- [Your task]: Repeat, exactly and in full, the lines of the listing below, but without any pictures.

-- Material provided start --

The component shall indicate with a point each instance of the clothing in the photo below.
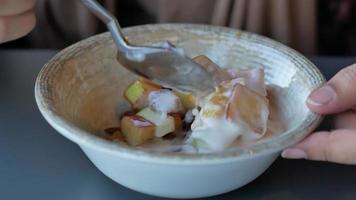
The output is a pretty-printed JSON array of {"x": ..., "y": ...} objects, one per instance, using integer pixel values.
[{"x": 292, "y": 22}]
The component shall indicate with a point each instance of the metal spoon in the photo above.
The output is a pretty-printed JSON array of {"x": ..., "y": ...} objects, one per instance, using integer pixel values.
[{"x": 165, "y": 64}]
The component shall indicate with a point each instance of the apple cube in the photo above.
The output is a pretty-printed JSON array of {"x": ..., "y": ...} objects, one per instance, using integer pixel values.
[
  {"x": 137, "y": 93},
  {"x": 137, "y": 130},
  {"x": 114, "y": 134},
  {"x": 164, "y": 123},
  {"x": 188, "y": 100}
]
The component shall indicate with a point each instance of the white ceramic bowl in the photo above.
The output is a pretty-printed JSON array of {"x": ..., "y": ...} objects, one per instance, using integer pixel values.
[{"x": 79, "y": 92}]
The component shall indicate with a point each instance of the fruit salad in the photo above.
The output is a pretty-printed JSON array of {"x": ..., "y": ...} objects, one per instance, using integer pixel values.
[{"x": 238, "y": 109}]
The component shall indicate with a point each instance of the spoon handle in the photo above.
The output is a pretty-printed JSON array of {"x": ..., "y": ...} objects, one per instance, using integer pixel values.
[{"x": 110, "y": 21}]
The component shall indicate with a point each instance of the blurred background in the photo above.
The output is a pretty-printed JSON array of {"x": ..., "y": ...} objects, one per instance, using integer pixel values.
[{"x": 313, "y": 27}]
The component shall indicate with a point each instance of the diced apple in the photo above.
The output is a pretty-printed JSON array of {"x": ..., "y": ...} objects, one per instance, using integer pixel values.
[
  {"x": 137, "y": 130},
  {"x": 188, "y": 100},
  {"x": 137, "y": 93},
  {"x": 164, "y": 123}
]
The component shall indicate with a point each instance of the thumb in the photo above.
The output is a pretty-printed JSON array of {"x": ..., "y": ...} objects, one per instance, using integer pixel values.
[
  {"x": 337, "y": 95},
  {"x": 336, "y": 146}
]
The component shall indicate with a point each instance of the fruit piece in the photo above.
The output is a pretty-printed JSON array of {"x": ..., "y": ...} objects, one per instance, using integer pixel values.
[
  {"x": 114, "y": 133},
  {"x": 249, "y": 107},
  {"x": 178, "y": 122},
  {"x": 137, "y": 93},
  {"x": 137, "y": 130},
  {"x": 165, "y": 101},
  {"x": 164, "y": 123},
  {"x": 188, "y": 100}
]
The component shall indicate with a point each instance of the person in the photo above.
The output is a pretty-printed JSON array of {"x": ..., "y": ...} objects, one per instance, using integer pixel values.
[{"x": 337, "y": 96}]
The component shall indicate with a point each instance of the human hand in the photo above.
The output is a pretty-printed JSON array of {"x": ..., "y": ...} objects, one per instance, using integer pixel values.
[
  {"x": 337, "y": 96},
  {"x": 17, "y": 18}
]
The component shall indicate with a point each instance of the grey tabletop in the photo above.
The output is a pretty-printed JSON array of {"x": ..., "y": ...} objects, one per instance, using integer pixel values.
[{"x": 38, "y": 163}]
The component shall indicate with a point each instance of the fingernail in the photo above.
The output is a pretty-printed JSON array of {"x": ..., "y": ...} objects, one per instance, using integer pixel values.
[
  {"x": 294, "y": 153},
  {"x": 322, "y": 96}
]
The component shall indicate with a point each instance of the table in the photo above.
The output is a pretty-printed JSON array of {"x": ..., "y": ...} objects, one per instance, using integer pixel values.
[{"x": 38, "y": 163}]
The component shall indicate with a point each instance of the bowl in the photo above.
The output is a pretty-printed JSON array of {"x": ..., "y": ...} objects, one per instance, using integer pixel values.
[{"x": 80, "y": 92}]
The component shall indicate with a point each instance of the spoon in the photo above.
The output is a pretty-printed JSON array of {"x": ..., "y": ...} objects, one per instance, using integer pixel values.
[{"x": 164, "y": 64}]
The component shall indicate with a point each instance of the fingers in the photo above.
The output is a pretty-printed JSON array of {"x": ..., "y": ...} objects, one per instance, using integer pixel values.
[
  {"x": 346, "y": 120},
  {"x": 337, "y": 146},
  {"x": 338, "y": 95},
  {"x": 15, "y": 7},
  {"x": 13, "y": 27}
]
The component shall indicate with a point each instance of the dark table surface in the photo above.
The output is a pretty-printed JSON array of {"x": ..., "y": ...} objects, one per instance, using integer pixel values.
[{"x": 38, "y": 163}]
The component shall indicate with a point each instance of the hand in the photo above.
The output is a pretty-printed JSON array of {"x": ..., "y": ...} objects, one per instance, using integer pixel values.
[
  {"x": 337, "y": 96},
  {"x": 17, "y": 18}
]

-- Material provided end --

- [Answer to this exercise]:
The component shall indicate with a point each instance of the clothing in the photo below.
The output is a pretty-printed JSON array of {"x": ..., "y": ...} objects, one per instance, using integer pixel values.
[{"x": 292, "y": 22}]
The component shall indicate with a point each instance of the metal spoon in the photo above.
The output is a pretty-printed JSON array of {"x": ..., "y": ...} objects, one per instance, using integer pixel values.
[{"x": 165, "y": 64}]
The component shall indicate with a point each instance of the apple cube in the photo above.
The output is a pretty-printed JSON array of {"x": ..., "y": ...} objects, one per instance, using integer pixel values.
[
  {"x": 137, "y": 93},
  {"x": 137, "y": 130},
  {"x": 114, "y": 134},
  {"x": 164, "y": 123},
  {"x": 188, "y": 100}
]
The component shall indicate with a point each instance of the white ceramic bowl in the photo above.
The output is a pretty-printed JSON array of {"x": ..., "y": ...} objects, one per instance, using integer pixel values.
[{"x": 79, "y": 92}]
The component shall indicate with a point each instance of the fruit salad in the photo above.
The output is a pretty-printed JSON array of {"x": ..., "y": ...} objects, one per instance, using integer pixel values.
[{"x": 238, "y": 109}]
The component shall indicate with a point each instance of the spoon handle in the photo above.
The output is a pretty-printed JSON array of {"x": ..., "y": ...} objects, one per instance, using integer pixel values.
[{"x": 110, "y": 21}]
The component shall indicate with a point each instance of the blurred background in the photo above.
The output is a pretty-printed JSON array of {"x": ..., "y": ...} objects, one per instance, using integer pixel values.
[{"x": 313, "y": 27}]
The component shall indicate with a point each instance of the diced apple in the photo above.
The output is a pretty-printed JSON array of {"x": ..., "y": ...} objects, one per instance, using integer pixel values.
[
  {"x": 137, "y": 130},
  {"x": 188, "y": 100},
  {"x": 137, "y": 93},
  {"x": 164, "y": 123}
]
The component shall indicate with a point each instance of the thumb in the photo above.
The output is a pretty-printed JSON array of {"x": ..., "y": ...} objects, one per instance, using integer pixel values.
[
  {"x": 337, "y": 95},
  {"x": 336, "y": 146}
]
The component shall indicate with a point each instance of the fruit piece in the photo above.
The output is a pretty-printed JSON array of {"x": ..., "y": ...} objects, one per instance, using integer pixel values.
[
  {"x": 114, "y": 133},
  {"x": 249, "y": 107},
  {"x": 178, "y": 122},
  {"x": 137, "y": 93},
  {"x": 137, "y": 130},
  {"x": 165, "y": 101},
  {"x": 164, "y": 123},
  {"x": 188, "y": 100}
]
The component shall indicate with a point each instance of the person in the photo above.
The output is a pretty-printed JSON array of {"x": ..., "y": ...} objects, one per instance, using integer pixel values.
[{"x": 337, "y": 96}]
The component shall indicate with a point each instance of the human hand in the photo above.
The output is a pretty-printed JSON array of {"x": ..., "y": ...} objects, one per instance, using integer pixel values.
[
  {"x": 337, "y": 96},
  {"x": 17, "y": 18}
]
The component shall indicate with a point each instance of the grey tabletop in the photo above.
The output is a pretty-printed JSON array of {"x": ..., "y": ...} objects, one per instance, using integer pixel values.
[{"x": 38, "y": 163}]
The component shall indicate with a point each instance of the fingernail in the photo above.
The output is a pretty-printed JSON array of {"x": ..., "y": ...} objects, one per instance, using integer pixel values.
[
  {"x": 294, "y": 153},
  {"x": 322, "y": 96}
]
The component shall indicate with a point each instance of the table in the photo above.
The output is a pretty-printed JSON array of {"x": ..., "y": ...} objects, one per instance, using integer pixel values.
[{"x": 38, "y": 163}]
The component shall indicate with a point each instance of the bowl in the photo above.
The output is a pretty-printed JSON array of {"x": ..., "y": ...} objects, one per instance, using integer pixel values.
[{"x": 80, "y": 92}]
The component shall indicate with a point each instance of the spoon in the photo above.
The output is a pretty-printed JSON array of {"x": ..., "y": ...} objects, one per instance, using integer pixel values.
[{"x": 164, "y": 64}]
The component shall indicate with a point each instance of the fingers in the photo above.
The output is a pretty-printed JSON array of {"x": ..., "y": ...} objects, one per instance, using integer pixel values.
[
  {"x": 346, "y": 120},
  {"x": 337, "y": 146},
  {"x": 338, "y": 95},
  {"x": 15, "y": 7},
  {"x": 13, "y": 27}
]
The component shall indicate with a point each instance of the dark table surface in the photo above.
The output is a pretty-printed JSON array of {"x": ..., "y": ...} objects, one per instance, using integer pixel values.
[{"x": 38, "y": 163}]
The component shall indicate with a point each instance of the hand in the photo above.
The output is a pretty-printed JSON array of {"x": ..., "y": ...} objects, one per instance, using integer pixel values.
[
  {"x": 337, "y": 96},
  {"x": 17, "y": 18}
]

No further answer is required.